#### Data in this exercise
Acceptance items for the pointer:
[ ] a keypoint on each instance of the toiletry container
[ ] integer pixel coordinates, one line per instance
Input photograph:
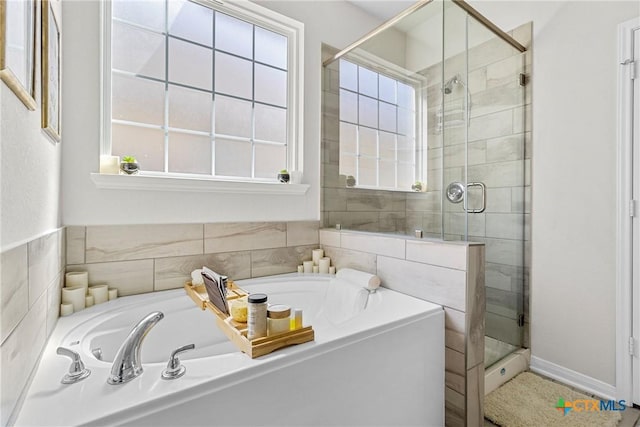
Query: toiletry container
(278, 316)
(256, 316)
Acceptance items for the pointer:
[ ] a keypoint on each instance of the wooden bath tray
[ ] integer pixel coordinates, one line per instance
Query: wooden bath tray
(237, 332)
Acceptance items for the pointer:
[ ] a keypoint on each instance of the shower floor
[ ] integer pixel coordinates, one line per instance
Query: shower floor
(495, 350)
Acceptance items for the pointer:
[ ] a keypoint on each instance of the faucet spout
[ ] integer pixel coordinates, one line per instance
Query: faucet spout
(127, 364)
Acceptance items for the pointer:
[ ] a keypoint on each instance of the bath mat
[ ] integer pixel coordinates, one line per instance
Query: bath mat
(529, 400)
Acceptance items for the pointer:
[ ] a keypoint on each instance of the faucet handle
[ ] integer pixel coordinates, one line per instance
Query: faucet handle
(174, 368)
(77, 371)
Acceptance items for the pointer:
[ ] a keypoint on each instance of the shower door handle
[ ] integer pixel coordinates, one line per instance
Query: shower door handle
(484, 197)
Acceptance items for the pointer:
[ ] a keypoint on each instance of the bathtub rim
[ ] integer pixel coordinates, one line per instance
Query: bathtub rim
(186, 390)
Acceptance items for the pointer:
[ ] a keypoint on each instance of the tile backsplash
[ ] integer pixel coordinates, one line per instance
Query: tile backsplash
(144, 258)
(450, 274)
(133, 259)
(31, 279)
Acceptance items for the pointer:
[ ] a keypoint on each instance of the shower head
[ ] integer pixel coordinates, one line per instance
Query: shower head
(448, 86)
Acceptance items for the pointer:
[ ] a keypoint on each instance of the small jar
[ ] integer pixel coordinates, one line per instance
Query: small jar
(256, 316)
(278, 319)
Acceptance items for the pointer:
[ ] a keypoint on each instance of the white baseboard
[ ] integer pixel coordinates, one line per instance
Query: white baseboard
(573, 378)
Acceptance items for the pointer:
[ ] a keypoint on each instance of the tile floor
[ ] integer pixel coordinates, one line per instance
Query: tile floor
(630, 416)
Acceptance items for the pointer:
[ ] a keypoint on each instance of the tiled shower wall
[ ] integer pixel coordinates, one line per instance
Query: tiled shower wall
(447, 273)
(144, 258)
(498, 152)
(32, 276)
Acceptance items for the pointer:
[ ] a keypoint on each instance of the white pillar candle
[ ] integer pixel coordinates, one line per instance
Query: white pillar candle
(74, 296)
(316, 254)
(77, 278)
(110, 165)
(66, 309)
(100, 293)
(308, 266)
(323, 265)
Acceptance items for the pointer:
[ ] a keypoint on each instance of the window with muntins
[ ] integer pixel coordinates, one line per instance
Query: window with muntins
(377, 128)
(198, 88)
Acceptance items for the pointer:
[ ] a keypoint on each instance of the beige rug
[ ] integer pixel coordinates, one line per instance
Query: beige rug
(531, 401)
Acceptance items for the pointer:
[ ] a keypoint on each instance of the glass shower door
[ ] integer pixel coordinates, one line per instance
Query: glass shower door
(484, 155)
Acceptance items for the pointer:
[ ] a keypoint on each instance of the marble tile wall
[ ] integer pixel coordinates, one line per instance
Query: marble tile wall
(447, 273)
(496, 149)
(31, 279)
(146, 258)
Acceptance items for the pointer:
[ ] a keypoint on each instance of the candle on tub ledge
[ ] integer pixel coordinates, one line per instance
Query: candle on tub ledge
(74, 296)
(77, 278)
(308, 266)
(110, 165)
(100, 293)
(66, 309)
(323, 265)
(316, 254)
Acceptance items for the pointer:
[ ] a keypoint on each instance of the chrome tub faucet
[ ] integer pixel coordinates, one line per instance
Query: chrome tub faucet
(127, 364)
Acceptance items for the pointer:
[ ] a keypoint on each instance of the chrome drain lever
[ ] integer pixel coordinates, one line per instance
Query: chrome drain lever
(77, 371)
(174, 368)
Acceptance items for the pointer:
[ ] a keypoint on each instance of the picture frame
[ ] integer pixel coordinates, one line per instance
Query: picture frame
(51, 67)
(17, 49)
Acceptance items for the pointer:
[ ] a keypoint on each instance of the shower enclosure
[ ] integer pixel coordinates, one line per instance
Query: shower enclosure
(425, 133)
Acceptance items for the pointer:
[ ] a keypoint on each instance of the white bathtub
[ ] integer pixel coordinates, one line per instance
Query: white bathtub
(383, 367)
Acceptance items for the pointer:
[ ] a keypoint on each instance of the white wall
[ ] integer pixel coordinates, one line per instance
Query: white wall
(573, 178)
(335, 23)
(29, 171)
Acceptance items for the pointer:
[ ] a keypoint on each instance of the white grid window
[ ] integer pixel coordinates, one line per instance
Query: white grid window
(377, 128)
(196, 88)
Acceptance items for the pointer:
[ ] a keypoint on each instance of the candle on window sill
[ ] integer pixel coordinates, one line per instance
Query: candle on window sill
(110, 165)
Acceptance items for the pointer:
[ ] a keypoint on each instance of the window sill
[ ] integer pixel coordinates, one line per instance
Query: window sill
(196, 185)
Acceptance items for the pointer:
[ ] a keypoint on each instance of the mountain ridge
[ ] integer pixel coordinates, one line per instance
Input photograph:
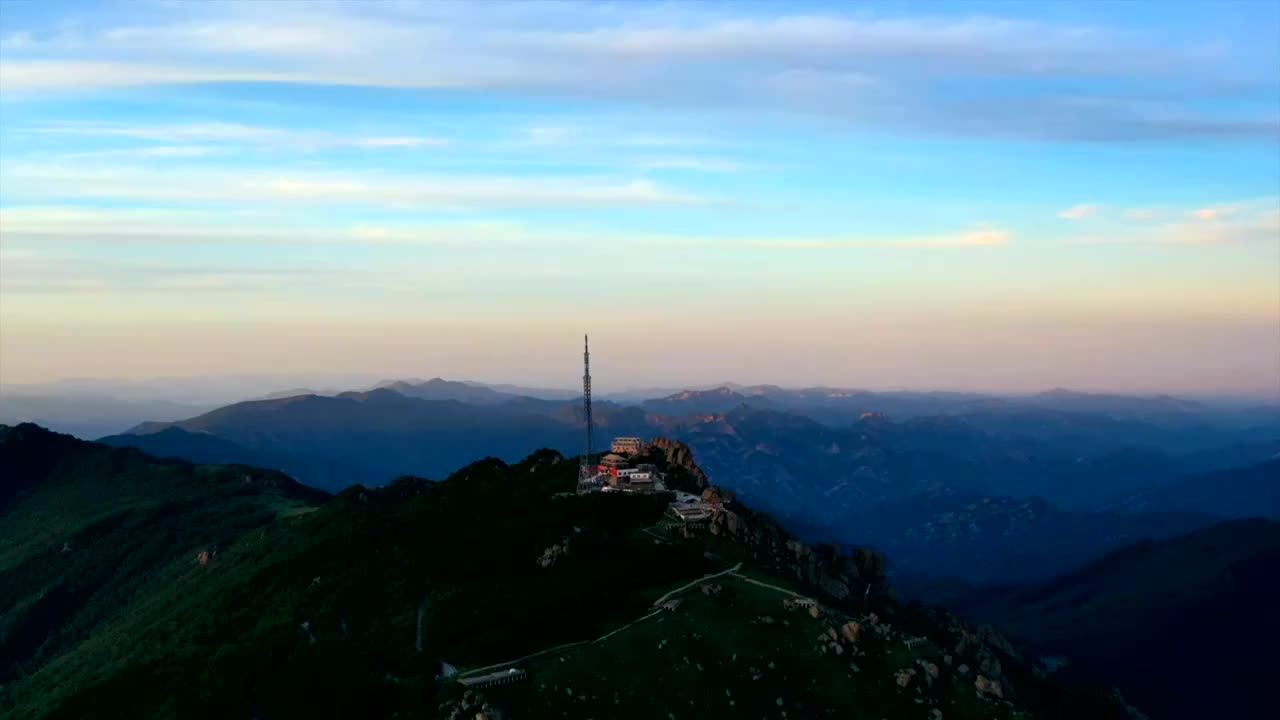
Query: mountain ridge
(332, 609)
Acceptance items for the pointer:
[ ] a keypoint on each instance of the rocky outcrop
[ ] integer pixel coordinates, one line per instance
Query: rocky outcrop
(470, 706)
(679, 455)
(854, 577)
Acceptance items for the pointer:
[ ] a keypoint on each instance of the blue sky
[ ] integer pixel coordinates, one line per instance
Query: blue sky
(981, 195)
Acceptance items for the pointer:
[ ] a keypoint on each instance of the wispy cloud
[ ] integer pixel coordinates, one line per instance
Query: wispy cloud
(983, 237)
(369, 188)
(40, 226)
(691, 163)
(1080, 212)
(1228, 223)
(869, 69)
(1142, 213)
(238, 133)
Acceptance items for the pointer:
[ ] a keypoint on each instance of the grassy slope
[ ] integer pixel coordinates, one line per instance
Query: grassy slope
(311, 610)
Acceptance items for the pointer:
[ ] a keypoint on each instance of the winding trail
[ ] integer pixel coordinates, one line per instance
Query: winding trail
(571, 646)
(754, 582)
(703, 579)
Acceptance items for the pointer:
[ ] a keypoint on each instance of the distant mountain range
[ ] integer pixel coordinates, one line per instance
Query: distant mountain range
(137, 587)
(1028, 491)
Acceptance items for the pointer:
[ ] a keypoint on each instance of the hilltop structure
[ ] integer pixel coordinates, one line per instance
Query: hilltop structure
(588, 477)
(629, 446)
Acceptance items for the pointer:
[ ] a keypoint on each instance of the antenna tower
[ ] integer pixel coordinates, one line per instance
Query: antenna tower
(588, 468)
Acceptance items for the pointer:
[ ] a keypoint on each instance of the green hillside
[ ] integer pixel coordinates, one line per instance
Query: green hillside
(132, 587)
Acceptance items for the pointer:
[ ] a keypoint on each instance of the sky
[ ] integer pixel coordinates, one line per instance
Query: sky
(995, 196)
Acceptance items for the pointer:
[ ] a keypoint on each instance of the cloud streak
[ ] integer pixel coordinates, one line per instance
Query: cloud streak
(238, 133)
(247, 187)
(1223, 224)
(876, 71)
(1080, 212)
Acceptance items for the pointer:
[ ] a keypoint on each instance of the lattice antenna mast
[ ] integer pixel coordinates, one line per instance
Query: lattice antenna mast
(586, 408)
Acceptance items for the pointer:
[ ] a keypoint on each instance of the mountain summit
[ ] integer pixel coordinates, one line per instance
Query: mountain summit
(146, 588)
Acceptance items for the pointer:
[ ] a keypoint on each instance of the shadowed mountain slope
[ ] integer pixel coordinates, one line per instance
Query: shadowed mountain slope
(1187, 625)
(165, 589)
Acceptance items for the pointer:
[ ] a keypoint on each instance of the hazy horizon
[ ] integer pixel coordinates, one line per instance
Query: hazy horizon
(983, 196)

#### What is expected
For the lines above, output exactly those from the line containing "Query: distant mountain range" through the line containing "[ ] a keypoint on each instance of the green", and skip the others.

#### Solved problem
Query: distant mountain range
(137, 587)
(1028, 491)
Acceptance items for the pointer:
[ ] a keypoint on each instance of the hilltop structure
[ ] integer pixel coordinates, one line per instance
Query: hilltop structure
(588, 477)
(629, 446)
Acceptance items for the pointer:
[ ] a keypoint on each instance of the antenna tower
[ ] integer pixel coordinates, one line per instance
Query: antenna tower
(588, 468)
Acceptance items for the pointer:
[ ] a keypoint on each instance of the green hillside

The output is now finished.